**WRITTEN EXERCISE**:
Every line of the material below should be repeated exactly.

**MATERIAL FOR THIS EXERCISE**:

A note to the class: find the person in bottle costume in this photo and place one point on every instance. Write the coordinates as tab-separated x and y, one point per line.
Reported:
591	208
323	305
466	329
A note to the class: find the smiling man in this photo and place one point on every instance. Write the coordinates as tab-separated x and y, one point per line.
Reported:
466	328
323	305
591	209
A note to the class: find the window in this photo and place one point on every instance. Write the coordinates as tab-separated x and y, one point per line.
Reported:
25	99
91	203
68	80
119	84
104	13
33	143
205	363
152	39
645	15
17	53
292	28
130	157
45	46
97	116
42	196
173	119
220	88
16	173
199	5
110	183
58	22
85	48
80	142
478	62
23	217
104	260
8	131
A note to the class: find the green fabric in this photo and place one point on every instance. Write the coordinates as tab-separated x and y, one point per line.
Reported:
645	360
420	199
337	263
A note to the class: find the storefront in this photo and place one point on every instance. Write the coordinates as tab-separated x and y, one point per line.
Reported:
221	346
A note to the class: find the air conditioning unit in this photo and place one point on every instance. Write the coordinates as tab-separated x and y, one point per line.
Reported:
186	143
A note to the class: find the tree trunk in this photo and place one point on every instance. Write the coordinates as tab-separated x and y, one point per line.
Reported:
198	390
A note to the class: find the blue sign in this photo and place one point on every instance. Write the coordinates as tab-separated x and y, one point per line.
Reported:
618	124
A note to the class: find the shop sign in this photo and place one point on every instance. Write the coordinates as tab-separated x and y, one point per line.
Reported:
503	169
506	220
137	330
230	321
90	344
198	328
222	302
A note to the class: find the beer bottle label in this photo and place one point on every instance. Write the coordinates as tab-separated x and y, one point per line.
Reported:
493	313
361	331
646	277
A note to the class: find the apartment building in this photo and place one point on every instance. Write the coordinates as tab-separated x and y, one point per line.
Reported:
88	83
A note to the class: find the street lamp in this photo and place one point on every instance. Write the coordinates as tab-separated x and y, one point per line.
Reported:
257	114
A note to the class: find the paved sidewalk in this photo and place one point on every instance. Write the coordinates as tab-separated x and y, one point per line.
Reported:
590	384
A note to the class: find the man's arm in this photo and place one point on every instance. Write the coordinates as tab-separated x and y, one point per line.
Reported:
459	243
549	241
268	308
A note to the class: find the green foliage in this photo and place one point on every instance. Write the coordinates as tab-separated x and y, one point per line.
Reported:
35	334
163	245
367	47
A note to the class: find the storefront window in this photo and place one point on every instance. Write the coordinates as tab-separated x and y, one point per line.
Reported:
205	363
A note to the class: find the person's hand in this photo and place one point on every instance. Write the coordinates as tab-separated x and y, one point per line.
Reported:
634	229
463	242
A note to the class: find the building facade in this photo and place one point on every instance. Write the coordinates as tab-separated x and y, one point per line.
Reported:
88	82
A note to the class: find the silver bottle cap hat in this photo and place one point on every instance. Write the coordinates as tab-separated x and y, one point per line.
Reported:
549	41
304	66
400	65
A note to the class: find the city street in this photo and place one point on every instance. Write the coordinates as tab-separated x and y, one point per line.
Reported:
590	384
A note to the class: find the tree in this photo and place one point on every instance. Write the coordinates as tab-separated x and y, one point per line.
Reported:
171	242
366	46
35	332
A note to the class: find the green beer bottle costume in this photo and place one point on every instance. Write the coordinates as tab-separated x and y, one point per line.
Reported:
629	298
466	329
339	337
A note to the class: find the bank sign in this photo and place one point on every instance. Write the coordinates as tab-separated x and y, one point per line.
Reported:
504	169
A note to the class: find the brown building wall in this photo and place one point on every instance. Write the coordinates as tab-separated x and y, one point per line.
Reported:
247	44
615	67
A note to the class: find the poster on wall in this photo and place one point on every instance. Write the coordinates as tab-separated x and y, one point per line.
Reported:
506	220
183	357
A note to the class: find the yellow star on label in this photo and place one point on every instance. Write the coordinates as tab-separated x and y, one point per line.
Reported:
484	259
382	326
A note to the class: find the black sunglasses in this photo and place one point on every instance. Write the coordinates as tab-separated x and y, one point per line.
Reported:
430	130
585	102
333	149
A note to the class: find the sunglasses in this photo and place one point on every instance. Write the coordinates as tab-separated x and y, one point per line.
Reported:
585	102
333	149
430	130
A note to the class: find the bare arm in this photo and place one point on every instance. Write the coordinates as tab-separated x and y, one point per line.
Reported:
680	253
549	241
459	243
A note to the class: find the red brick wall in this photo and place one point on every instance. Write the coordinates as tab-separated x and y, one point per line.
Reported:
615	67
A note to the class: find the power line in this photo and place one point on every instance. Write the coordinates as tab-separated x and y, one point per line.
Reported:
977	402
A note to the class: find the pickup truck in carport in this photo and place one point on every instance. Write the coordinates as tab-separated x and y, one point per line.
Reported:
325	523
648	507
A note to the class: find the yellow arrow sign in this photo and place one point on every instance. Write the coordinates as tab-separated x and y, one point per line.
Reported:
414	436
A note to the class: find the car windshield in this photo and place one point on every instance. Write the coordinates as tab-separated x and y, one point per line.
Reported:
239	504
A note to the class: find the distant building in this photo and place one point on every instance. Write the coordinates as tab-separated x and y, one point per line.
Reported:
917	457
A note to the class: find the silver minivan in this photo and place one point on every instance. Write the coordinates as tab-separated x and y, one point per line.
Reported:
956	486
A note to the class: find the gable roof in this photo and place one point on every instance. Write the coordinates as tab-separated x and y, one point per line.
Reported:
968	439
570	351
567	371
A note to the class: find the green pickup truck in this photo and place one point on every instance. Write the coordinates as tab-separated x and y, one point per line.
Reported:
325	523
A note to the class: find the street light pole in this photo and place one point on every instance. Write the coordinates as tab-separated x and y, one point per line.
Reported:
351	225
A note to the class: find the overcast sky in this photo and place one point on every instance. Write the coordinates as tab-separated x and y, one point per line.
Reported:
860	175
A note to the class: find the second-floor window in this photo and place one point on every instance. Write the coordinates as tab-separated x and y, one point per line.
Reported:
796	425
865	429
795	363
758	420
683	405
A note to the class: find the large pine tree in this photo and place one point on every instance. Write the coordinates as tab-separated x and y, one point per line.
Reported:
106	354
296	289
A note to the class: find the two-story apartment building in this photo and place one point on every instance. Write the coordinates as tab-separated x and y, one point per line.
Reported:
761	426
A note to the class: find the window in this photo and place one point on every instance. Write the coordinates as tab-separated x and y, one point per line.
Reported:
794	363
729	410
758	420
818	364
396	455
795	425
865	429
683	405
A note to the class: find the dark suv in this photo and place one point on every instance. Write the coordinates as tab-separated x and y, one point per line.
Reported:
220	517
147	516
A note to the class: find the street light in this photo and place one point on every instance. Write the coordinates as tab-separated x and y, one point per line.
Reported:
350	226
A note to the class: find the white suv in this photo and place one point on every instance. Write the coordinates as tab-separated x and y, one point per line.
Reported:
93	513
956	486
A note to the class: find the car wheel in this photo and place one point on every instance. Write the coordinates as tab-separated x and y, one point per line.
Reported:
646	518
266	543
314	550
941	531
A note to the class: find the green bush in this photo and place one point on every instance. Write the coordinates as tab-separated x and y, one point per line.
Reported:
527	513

**SOLUTION TO THE PROBLEM**:
A note to the class: find the person in bottle costume in this photo and place one point on every instance. Write the coordinates as tab-separated x and y, one point per line.
Reported:
591	208
323	305
466	329
A note to the class: find the smiling man in this photo and place one point on every instance. Write the coordinates as tab-separated x and y, one point per line.
Reported:
466	328
323	305
591	209
A note to the class: find the window in this photo and place one point on every instance. Write the coordinates as tab-separated x and y, one point per line.
Reported:
25	99
91	203
68	80
119	84
104	13
33	143
205	363
152	39
645	15
17	53
292	28
130	157
45	46
97	116
42	196
173	119
220	88
16	173
199	5
110	183
58	22
85	48
80	142
478	62
23	217
104	260
8	131
A note to the class: find the green fabric in this photo and place one point on every instance. Write the coordinates as tab-separated x and y, one point per line.
Reported:
645	360
420	199
337	263
A note to the class: find the storefront in this photo and place one point on every instance. Write the coordinates as tab-separated x and y, one point per line.
Reported:
221	346
A note to the class: find the air conditioning unit in this photo and place one point on every instance. Write the coordinates as tab-separated x and y, one point per line.
Reported:
186	143
A note to the class: find the tree trunk in this photo and place one point on every instance. Write the coordinates as tab-separated x and y, one point per line.
Reported:
198	390
A note to the class: find the blue sign in this photo and place one point on every instance. Write the coordinates as tab-separated x and y, one point per line.
Reported:
618	124
A note to the class: find the shop sign in this photo and place one point on every instance. Write the coordinates as tab-separated x and y, one point per line.
Reported:
503	169
506	220
137	330
230	321
90	344
198	328
222	302
A note to the class: find the beer bottle label in this photo and place one point on every instance. Write the coordinates as tab-separated x and y, one point per line.
Reported:
493	313
361	331
646	277
A note to the class: find the apartment building in this photo and place one point on every instance. Write the coordinates as tab-separated x and y, one point per line.
Reported:
88	83
A note to the class: find the street lamp in this photo and place one point on every instance. Write the coordinates as tab-separated x and y, one point per line.
Reported:
257	114
A note to the class: find the paved sidewalk in this photo and place one point on every instance. Write the coordinates as tab-separated x and y, one point per line.
Reported:
590	384
A note to the class: find the man's arm in this photo and place one point on every instance. Write the coordinates as tab-separated x and y, one point per line.
Reported:
459	243
549	241
268	308
A note to the class: find the green foliage in this photo and place one point on every instance. Write the coordinates as tab-separated x and y, one point per line.
Reported:
35	334
163	245
367	47
A note to the class: find the storefront window in this photo and place one point on every instance. Write the coordinates as tab-separated x and y, one point per line.
Reported:
205	363
A note to the class: find the person's hand in this photo and place one point on every instance. Write the coordinates as tab-separated x and y, one point per line.
Reported:
634	229
463	242
A note to the class: find the building facade in this photo and place one point on every instance. Write the coordinates as tab-separated x and y, one point per line.
Reported:
88	82
A note to the class: find the silver bottle cap hat in this photo and place one point on every instance. Write the coordinates as tab-separated x and y, one point per line.
Reported:
549	41
304	66
400	65
A note to the class: find the city street in this photo and place one point on every instance. Write the coordinates as tab-separated x and y, one point per line.
Reported:
590	384
A note to the class: find the tree in this photo and place one point on every instance. Write the coordinates as tab-separated x and y, one point per line.
Reported:
171	242
366	46
35	332
A note to the class: find the green beer bottle costume in this photo and place one point on every instance. Write the coordinates as tab-separated x and y, one point per line.
Reported:
629	298
466	329
339	337
A note to the class: find the bank sign in this photo and place one point on every instance. Write the coordinates as tab-separated x and y, one point per line.
Reported:
504	169
A note to the class: find the brown building wall in this photo and place one point on every instance. Write the coordinates as tab-separated x and y, one point per line.
Reported:
247	44
615	67
A note to the class: find the poster on wall in this photo and place one point on every instance. Write the coordinates as tab-separated x and y, one point per line.
Reported:
506	220
183	357
A note to the class: find the yellow star on label in this photo and place one point on every instance. Write the coordinates as tab-separated x and y, one point per line.
Reported:
484	259
382	326
A note to the class: find the black sunglasses in this photo and place one point on every instance. Write the coordinates as tab-separated x and y, one point per line.
Reported:
430	130
585	102
333	149
A note to the class: find the sunglasses in this photo and place one point on every instance. Write the coordinates as tab-separated x and y, one point per line.
Reported:
585	102
333	149
430	130
A note to the class: find the bare arm in this photo and place one point on every instance. Write the coordinates as tab-separated x and y, one point per line.
Reported:
680	253
549	241
459	243
A note to the class: find the red brick wall in this photo and place one point on every instance. Write the coordinates as tab-separated x and y, one point per line.
Reported:
615	67
A note to the class: find the power line in this photo and place one point on every instance. Write the coordinates as tab-separated x and y, one point per line.
Reported:
977	402
A note to the class: find the pickup truck in carport in this photo and place one point on every instance. Write the coordinates as tab-separated x and y, one point per line.
Reported:
325	523
648	507
A note to the class: find the yellow arrow sign in this photo and place one point on every instance. Write the coordinates as tab-separated x and y, one point per line.
Reported:
414	436
A note to the class: find the car windshield in this photo and place one point on every instance. Write the coordinates as tab-separated x and y, one point per line.
Reported:
239	504
A note to the class: find the distant building in this photo and place one point on every instance. Write the coordinates as tab-separated x and y, one point per line.
Reported:
917	457
A note to the class: find the silver minivan in this photo and place one point on every instance. Write the coordinates as tab-separated x and y, one point per line.
Reported:
956	486
A note to the class: find the gable roof in this photo and place one point on every instance. Write the coordinates as tab-separated x and y, one point per line.
Reported:
968	439
570	351
567	371
A note to the class: find the green pickup truck in this photo and place one point on every instance. Write the coordinates as tab-separated x and y, one point per line.
Reported:
325	523
A note to the class: find the street light pole in this photo and place one point on every instance. Write the coordinates as tab-separated x and y, one point per line.
Reported:
351	225
A note to the class: find the overcast sky in this photo and place one point on every instance. Write the coordinates as tab-separated x and y, one point per line.
Reported:
860	175
A note to the class: find the second-floor window in this photo and place one point on every instance. Write the coordinates as tab-separated x and y, one point per line.
Reported:
796	425
865	429
795	363
758	420
683	405
A note to the class: find the large pine tree in this photo and place one point on every instance. Write the coordinates as tab-separated x and y, one point per line.
Reported:
106	354
296	289
A note to the class: find the two-story apartment building in this photo and place one point on every instance. Write the coordinates as tab-separated x and y, one point per line.
Reported:
761	426
A note to the class: find the window in this photo and place one point on every instance. Write the coordinates as tab-separated x and y, one point per line.
Reported:
794	363
729	410
758	420
818	364
396	455
795	425
865	429
683	405
A note to the class: find the dark suv in this photo and place one point on every instance. Write the coordinates as tab-separated x and y, one point per line.
Reported:
220	517
147	516
A note to the class: find the street light in this photo and place one point on every instance. Write the coordinates as tab-separated x and y, one point per line.
Reported:
350	226
A note to the class: find the white suv in this photo and place one point on every instance. Write the coordinates as tab-separated x and y, one point per line.
Reported:
93	513
956	486
A note to the class: find the car wheel in this photo and place one point on every instance. Write the coordinates as tab-separated x and y, one point per line.
Reported:
646	518
266	543
314	550
941	531
A note to the class: find the green bush in this photo and place one point on every instance. Write the coordinates as tab-separated x and y, one point per line.
Reported:
527	513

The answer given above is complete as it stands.